--- DATA ---

****

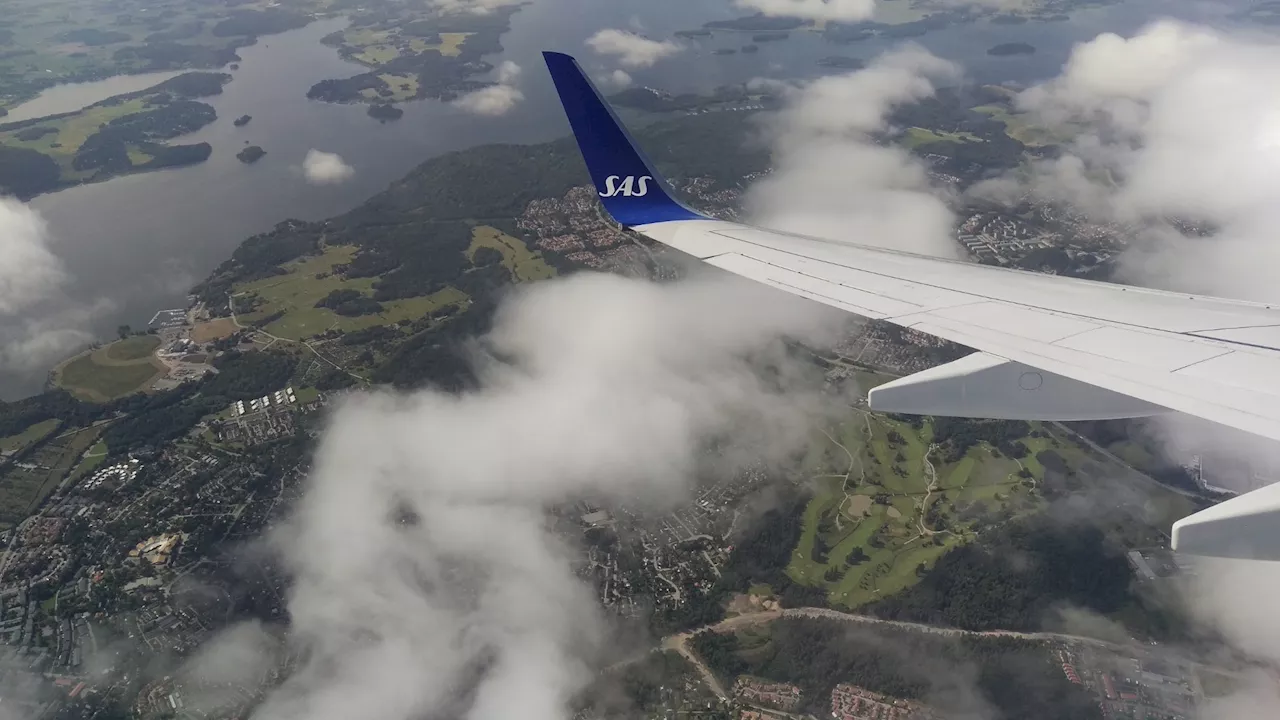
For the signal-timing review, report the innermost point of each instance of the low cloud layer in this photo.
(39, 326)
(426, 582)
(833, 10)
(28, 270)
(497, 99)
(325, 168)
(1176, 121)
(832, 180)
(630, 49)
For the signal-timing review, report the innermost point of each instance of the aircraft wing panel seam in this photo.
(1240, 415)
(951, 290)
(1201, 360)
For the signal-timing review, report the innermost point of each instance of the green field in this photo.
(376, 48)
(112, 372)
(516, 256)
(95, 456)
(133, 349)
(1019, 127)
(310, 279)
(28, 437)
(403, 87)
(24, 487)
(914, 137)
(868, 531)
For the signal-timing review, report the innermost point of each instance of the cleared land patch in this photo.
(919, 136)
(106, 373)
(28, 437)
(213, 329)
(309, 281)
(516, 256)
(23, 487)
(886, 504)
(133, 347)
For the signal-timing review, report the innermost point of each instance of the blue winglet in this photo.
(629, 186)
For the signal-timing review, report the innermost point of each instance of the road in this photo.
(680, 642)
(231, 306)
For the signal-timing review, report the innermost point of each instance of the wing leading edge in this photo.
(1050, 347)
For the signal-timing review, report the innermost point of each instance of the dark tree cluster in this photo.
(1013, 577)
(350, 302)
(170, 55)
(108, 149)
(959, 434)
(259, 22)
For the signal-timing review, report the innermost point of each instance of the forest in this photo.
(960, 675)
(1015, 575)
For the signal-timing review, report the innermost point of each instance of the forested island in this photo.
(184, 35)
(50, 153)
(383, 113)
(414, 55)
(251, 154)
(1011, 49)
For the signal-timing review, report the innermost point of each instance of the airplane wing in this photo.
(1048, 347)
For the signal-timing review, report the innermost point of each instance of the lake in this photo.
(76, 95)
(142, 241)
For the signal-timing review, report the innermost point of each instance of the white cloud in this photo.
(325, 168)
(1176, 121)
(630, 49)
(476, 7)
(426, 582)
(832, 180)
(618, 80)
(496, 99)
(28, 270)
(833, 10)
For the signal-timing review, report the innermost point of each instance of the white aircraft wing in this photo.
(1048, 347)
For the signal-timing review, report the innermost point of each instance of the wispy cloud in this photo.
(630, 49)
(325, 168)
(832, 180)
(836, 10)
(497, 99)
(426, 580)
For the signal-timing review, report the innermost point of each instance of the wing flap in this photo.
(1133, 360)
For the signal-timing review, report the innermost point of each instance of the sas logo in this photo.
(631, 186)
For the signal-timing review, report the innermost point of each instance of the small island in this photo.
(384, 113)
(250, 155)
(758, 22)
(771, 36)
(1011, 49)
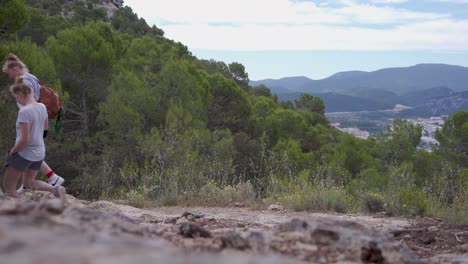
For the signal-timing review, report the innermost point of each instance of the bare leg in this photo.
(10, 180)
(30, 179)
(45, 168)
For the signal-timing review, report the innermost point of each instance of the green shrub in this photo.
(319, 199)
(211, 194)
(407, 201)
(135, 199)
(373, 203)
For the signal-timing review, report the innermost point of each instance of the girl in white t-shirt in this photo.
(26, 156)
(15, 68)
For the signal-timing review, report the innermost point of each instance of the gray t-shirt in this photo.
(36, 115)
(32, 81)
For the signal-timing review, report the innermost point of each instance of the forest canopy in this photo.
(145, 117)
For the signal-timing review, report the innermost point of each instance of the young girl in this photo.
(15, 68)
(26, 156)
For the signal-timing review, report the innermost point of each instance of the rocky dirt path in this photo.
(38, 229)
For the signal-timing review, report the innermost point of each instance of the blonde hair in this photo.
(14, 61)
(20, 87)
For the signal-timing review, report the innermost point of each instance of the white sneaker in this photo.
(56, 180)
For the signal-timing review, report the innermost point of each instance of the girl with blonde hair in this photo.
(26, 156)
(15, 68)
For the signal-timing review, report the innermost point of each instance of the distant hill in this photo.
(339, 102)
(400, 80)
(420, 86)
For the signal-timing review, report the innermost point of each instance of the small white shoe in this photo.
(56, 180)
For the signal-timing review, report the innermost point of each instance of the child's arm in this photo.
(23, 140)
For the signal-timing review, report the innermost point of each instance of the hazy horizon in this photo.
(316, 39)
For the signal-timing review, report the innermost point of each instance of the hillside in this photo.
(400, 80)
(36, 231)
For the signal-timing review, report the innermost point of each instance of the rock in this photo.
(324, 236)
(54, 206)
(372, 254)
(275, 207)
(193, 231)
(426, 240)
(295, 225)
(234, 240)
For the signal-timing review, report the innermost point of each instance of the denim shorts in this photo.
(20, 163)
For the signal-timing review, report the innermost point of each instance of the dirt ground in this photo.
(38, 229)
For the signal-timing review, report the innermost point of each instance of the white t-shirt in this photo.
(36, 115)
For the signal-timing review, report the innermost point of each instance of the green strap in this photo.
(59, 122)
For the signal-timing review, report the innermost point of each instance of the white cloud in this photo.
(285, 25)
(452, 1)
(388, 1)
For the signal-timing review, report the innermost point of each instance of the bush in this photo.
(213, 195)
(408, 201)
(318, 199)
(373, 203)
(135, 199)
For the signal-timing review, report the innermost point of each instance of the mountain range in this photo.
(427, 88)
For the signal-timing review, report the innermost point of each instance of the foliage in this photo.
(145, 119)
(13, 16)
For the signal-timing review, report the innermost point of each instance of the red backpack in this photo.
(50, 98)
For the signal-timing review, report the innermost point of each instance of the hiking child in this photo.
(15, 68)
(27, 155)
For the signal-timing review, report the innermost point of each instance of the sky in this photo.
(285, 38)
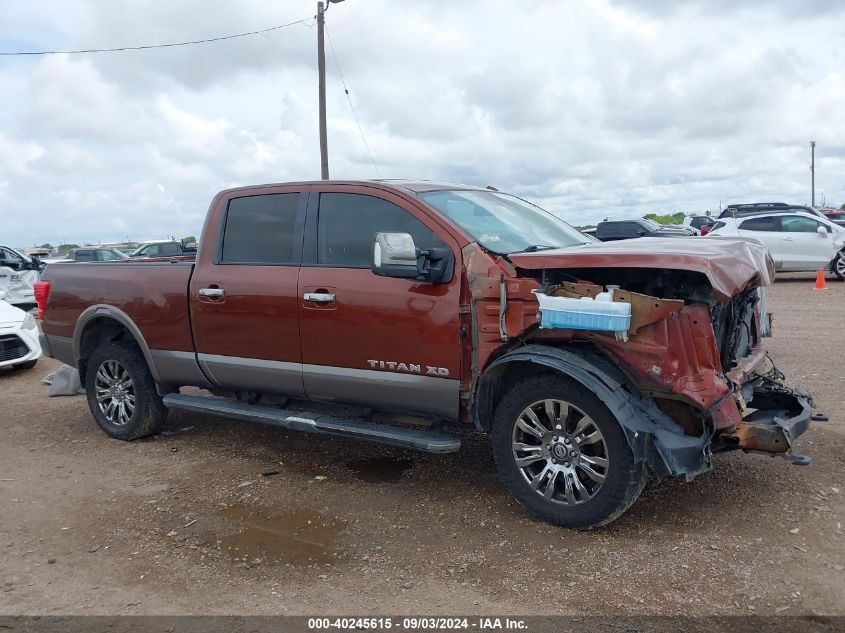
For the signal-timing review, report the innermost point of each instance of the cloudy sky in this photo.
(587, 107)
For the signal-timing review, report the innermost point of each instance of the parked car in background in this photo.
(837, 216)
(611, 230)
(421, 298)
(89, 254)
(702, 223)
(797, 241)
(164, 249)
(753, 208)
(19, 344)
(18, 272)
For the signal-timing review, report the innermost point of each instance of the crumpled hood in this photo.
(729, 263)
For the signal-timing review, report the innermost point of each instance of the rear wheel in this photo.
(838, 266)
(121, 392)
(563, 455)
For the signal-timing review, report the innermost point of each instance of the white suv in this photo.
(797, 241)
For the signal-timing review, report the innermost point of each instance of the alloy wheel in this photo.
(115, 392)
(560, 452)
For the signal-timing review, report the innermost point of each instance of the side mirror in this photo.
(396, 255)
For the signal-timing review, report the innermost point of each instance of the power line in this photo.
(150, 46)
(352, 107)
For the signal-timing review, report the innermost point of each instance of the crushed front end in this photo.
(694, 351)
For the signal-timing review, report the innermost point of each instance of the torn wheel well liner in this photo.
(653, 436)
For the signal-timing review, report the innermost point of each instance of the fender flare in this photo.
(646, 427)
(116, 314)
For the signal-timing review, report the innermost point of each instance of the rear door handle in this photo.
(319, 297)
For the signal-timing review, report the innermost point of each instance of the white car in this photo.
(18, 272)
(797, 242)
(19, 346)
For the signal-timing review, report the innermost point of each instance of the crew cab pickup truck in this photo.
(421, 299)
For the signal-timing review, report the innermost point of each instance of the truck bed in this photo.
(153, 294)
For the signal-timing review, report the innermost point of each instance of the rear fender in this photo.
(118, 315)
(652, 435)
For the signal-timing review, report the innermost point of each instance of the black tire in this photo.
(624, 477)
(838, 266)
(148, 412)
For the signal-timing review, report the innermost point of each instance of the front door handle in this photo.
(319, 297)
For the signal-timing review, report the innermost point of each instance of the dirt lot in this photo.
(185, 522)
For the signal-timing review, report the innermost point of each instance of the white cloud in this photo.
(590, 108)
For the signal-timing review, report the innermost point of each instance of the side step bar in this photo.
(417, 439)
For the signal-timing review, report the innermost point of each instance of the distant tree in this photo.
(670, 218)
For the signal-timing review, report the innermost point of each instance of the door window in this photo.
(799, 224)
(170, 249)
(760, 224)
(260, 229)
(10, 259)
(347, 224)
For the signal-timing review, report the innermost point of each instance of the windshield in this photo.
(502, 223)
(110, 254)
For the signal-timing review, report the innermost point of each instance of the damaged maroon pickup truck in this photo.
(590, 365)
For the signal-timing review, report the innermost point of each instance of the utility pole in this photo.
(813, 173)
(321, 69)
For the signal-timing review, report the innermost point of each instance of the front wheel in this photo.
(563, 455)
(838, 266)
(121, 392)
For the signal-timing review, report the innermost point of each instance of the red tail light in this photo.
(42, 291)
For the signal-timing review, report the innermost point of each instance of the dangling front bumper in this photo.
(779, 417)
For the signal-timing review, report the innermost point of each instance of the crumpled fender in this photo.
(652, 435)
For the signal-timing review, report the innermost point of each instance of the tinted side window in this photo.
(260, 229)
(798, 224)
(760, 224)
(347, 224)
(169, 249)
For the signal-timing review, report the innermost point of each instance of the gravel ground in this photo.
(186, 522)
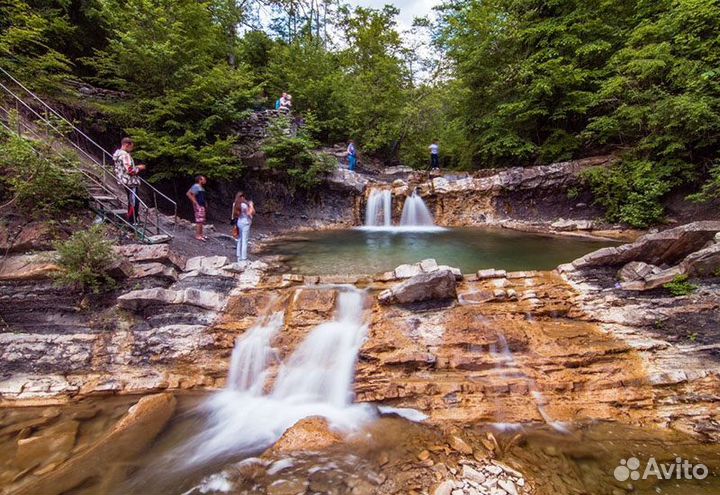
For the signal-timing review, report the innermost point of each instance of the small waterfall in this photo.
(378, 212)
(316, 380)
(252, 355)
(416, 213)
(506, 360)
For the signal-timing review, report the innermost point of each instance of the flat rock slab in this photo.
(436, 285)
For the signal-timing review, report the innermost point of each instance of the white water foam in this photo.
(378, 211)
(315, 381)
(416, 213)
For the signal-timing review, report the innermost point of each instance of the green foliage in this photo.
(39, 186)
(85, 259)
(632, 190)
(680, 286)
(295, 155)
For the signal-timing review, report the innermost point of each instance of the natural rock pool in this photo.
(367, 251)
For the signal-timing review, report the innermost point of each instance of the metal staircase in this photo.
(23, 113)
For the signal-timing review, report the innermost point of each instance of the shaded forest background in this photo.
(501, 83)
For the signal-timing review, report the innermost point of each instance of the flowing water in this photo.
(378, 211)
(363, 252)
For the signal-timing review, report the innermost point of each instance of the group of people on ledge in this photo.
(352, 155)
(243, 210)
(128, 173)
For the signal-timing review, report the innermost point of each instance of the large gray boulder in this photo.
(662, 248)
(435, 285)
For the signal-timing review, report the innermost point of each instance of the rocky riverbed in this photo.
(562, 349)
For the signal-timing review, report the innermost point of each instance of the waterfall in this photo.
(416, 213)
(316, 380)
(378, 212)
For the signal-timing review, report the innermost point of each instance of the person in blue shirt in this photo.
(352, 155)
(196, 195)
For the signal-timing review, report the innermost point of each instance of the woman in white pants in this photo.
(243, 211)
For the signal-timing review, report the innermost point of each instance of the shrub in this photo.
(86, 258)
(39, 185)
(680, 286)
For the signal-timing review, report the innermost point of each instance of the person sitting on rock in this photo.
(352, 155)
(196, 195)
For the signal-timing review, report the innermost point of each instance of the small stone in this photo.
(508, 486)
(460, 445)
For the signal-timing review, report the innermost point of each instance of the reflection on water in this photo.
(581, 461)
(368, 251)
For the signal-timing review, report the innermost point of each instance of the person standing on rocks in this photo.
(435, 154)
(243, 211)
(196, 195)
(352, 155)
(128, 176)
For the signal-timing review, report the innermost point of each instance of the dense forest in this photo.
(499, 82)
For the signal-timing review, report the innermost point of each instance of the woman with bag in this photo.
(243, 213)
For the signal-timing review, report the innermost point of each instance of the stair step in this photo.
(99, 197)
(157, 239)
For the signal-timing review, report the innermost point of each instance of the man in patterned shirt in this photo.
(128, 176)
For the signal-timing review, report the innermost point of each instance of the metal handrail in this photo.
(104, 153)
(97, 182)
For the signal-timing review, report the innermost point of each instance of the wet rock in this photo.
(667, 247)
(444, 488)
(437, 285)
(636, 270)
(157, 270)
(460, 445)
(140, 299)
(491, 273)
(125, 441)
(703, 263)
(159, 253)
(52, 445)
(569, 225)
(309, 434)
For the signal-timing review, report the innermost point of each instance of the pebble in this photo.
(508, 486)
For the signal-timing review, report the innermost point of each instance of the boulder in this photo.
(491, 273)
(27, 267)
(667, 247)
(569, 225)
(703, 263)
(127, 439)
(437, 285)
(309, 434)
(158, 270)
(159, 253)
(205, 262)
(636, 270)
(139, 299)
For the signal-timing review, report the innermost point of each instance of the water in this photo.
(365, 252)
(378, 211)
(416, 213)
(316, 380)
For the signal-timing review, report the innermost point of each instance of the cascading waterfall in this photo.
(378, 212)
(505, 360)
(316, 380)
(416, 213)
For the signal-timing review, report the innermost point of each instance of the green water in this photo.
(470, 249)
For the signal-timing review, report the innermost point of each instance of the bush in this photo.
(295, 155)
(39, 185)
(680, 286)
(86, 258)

****

--- TASK PROMPT ---
Copy out the lines above word for word, from the first one through the line containing "(1201, 360)", both ends included. Leave the pictures out.

--- CORRECT ANSWER ---
For the signal-timing review, report the innermost point of each instance of the low cloud layer in this photo.
(39, 326)
(426, 582)
(833, 10)
(28, 270)
(497, 99)
(325, 168)
(1176, 121)
(832, 180)
(630, 49)
For the signal-timing review, report the innermost point of each instance of the aircraft wing panel seam in this photo.
(1240, 415)
(951, 290)
(1201, 360)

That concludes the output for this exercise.